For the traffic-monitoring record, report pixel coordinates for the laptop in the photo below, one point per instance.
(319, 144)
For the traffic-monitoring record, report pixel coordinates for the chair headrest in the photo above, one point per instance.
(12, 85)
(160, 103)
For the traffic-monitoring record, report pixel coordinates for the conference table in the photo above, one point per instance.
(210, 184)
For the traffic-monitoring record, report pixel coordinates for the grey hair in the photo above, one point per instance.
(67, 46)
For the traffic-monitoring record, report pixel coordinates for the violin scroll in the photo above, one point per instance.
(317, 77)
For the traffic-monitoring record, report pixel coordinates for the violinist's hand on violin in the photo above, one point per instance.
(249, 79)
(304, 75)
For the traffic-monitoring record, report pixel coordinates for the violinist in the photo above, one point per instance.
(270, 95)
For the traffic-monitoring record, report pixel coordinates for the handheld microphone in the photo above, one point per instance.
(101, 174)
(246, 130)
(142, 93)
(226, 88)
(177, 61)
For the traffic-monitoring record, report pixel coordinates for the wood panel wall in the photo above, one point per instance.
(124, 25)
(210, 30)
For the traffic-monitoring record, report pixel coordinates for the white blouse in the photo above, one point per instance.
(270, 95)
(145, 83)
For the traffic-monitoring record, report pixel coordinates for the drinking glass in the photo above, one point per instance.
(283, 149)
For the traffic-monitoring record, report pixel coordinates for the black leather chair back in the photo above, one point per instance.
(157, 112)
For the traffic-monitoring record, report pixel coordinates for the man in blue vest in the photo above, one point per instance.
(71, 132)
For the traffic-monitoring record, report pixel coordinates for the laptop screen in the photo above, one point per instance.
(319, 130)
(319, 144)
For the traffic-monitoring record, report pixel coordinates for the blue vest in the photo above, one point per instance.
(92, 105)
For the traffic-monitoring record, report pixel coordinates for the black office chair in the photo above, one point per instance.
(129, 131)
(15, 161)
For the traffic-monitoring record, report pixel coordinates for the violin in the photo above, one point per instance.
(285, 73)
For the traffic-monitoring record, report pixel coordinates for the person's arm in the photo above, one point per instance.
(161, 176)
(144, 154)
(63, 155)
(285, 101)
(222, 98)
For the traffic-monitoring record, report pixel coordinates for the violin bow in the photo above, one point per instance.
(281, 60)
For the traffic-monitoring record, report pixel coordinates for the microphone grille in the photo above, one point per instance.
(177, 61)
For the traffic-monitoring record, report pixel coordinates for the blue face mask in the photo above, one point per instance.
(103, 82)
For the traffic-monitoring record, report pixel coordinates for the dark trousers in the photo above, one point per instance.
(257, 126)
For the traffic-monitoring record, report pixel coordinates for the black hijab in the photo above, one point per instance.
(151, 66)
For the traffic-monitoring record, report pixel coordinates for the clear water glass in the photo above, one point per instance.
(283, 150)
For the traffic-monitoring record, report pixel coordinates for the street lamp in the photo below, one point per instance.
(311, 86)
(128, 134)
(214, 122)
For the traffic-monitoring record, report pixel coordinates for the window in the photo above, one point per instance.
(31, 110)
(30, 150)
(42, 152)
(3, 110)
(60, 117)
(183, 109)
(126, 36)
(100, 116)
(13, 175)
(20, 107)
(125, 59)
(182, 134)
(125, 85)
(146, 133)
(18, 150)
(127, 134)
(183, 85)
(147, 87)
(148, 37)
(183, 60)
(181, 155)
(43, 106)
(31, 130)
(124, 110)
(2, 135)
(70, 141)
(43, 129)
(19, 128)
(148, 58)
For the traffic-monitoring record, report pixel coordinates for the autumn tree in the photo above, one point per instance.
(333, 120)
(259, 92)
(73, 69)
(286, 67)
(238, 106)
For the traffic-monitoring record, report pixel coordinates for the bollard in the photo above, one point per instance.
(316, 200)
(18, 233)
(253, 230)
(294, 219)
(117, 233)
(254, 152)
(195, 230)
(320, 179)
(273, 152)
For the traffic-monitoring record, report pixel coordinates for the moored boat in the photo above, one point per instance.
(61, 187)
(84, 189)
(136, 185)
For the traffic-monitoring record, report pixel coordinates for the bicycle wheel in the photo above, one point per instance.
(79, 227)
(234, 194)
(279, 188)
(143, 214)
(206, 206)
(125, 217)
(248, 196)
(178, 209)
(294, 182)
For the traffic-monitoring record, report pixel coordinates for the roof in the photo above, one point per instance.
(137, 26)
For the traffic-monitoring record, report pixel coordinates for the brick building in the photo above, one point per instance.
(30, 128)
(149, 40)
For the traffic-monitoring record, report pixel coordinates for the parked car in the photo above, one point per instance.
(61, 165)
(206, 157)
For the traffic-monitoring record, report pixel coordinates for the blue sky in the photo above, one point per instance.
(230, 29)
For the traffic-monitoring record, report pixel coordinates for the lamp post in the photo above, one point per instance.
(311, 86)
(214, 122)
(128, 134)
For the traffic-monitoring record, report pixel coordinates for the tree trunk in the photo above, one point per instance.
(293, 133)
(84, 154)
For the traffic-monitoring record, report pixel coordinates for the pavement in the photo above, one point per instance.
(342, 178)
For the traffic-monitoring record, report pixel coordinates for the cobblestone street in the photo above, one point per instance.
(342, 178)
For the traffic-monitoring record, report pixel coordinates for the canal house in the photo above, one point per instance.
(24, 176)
----
Work to complete:
Write the material out exactly, with nothing left out.

Solution for this problem:
For the traffic-monitoring record, report pixel coordinates for the laptop in the photo below, one point per instance.
(319, 144)
For the traffic-monitoring record, report pixel coordinates for the chair headrest in the photo above, one point per instance.
(12, 85)
(160, 103)
For the traffic-monitoring record, report pixel coordinates for the conference table in the photo above, one point per instance.
(210, 184)
For the traffic-monitoring record, report pixel coordinates for the grey hair in the photo above, one point per instance.
(67, 46)
For the traffic-monitoring record, report pixel coordinates for the violin scroll in the photo above, one point per instance.
(317, 77)
For the traffic-monitoring record, report pixel coordinates for the violinist's hand on violin in the photo above, one point per instance.
(249, 79)
(304, 75)
For the traffic-monitoring record, report pixel coordinates for the violinist in the photo above, one point per instance.
(270, 95)
For the traffic-monitoring record, report pixel coordinates for the handheld microphone in the photo above, one point per instance.
(101, 174)
(246, 130)
(142, 93)
(226, 88)
(177, 61)
For the traffic-monitoring record, report pixel coordinates for the wood panel wall in the photo above, one point per instance.
(124, 25)
(210, 30)
For the traffic-monitoring record, report pixel coordinates for the white blouse in the photo above, one point per instance.
(270, 95)
(145, 83)
For the traffic-monitoring record, report pixel coordinates for the drinking glass in the photo above, one point per instance.
(283, 149)
For the traffic-monitoring record, report pixel coordinates for the black leather chair back in the photo above, one point per instance.
(157, 112)
For the traffic-monitoring record, report pixel coordinates for the man in blue vest in the photo above, one point per instance.
(71, 132)
For the traffic-monitoring record, report pixel coordinates for the laptop screen in the photo above, one point per instance.
(319, 130)
(319, 144)
For the traffic-monitoring record, report pixel coordinates for the blue vest in the photo above, one point per instance.
(92, 105)
For the traffic-monitoring record, report pixel coordinates for the black office chair in the photo above, one point per instance.
(129, 131)
(15, 161)
For the traffic-monitoring record, report pixel coordinates for the violin in the photo above, one point per instance.
(285, 73)
For the traffic-monitoring record, report pixel coordinates for the person's arm in the photo above, one point per instance.
(161, 176)
(144, 154)
(63, 155)
(285, 101)
(222, 98)
For the traffic-monitoring record, report pixel coordinates for the violin bow in the photo above, one point per instance.
(281, 60)
For the traffic-monitoring record, report pixel coordinates for the microphone grille in the photo above, one point per instance.
(177, 61)
For the traffic-monitoring record, report pixel coordinates for the blue face mask in the photo above, one point per instance.
(103, 82)
For the traffic-monitoring record, report pixel coordinates for the dark trousers in the photo above, one point per instance.
(257, 126)
For the traffic-monitoring record, report pixel coordinates for the black hijab in the photo above, one point per instance.
(151, 66)
For the traffic-monitoring record, report pixel coordinates for the clear water glass in the photo above, one point per instance.
(283, 150)
For the traffic-monitoring record, report pixel coordinates for the street lamp in the photo below, one point per instance.
(311, 86)
(128, 134)
(214, 122)
For the traffic-monitoring record, report pixel coordinates for the window in the photo above, one point per instance.
(31, 110)
(30, 150)
(42, 152)
(3, 110)
(60, 117)
(183, 109)
(126, 36)
(100, 116)
(13, 175)
(20, 107)
(125, 59)
(182, 134)
(125, 85)
(146, 133)
(18, 150)
(127, 134)
(183, 85)
(147, 87)
(148, 37)
(183, 60)
(181, 155)
(43, 106)
(31, 130)
(124, 110)
(2, 135)
(70, 141)
(43, 129)
(19, 128)
(148, 58)
For the traffic-monitoring record, report pixel coordinates for the autumn tree in the photo above, one point per instance.
(333, 120)
(259, 92)
(73, 69)
(286, 67)
(238, 106)
For the traffic-monitoring record, report pixel coordinates for the bollard in the photo above, one point per instance.
(316, 200)
(18, 233)
(253, 230)
(294, 219)
(117, 233)
(254, 152)
(195, 230)
(320, 179)
(273, 152)
For the traffic-monitoring record, report pixel coordinates for the moored boat in the photo above, one point per instance.
(61, 187)
(84, 189)
(136, 185)
For the traffic-monitoring record, report pixel coordinates for the bicycle wheel in the photo above, one point per instance.
(79, 227)
(234, 194)
(279, 188)
(143, 214)
(206, 206)
(125, 217)
(248, 196)
(178, 209)
(294, 182)
For the traffic-monitoring record, report pixel coordinates for the roof in the photo above, one point per instance.
(137, 26)
For the traffic-monitoring record, report pixel coordinates for the brick building in the photo above, one point per instance.
(30, 128)
(149, 40)
For the traffic-monitoring record, report pixel coordinates for the parked car in the photo above, one point per instance.
(61, 165)
(206, 157)
For the traffic-monitoring record, report pixel coordinates for the blue sky in the photo above, one point per instance.
(230, 29)
For the traffic-monitoring record, report pixel coordinates for the lamp post in the photo above, one point per instance.
(311, 86)
(214, 122)
(128, 134)
For the traffic-monitoring record, report pixel coordinates for the tree trunk in the photo above, one point per instance.
(293, 133)
(84, 154)
For the traffic-monitoring record, report pixel coordinates for the pavement in the photo above, one point per instance.
(342, 178)
For the traffic-monitoring record, report pixel coordinates for the cobblestone street in the photo above, one point per instance.
(342, 178)
For the traffic-monitoring record, report pixel coordinates for the canal house in the photo above, one point per instance.
(24, 176)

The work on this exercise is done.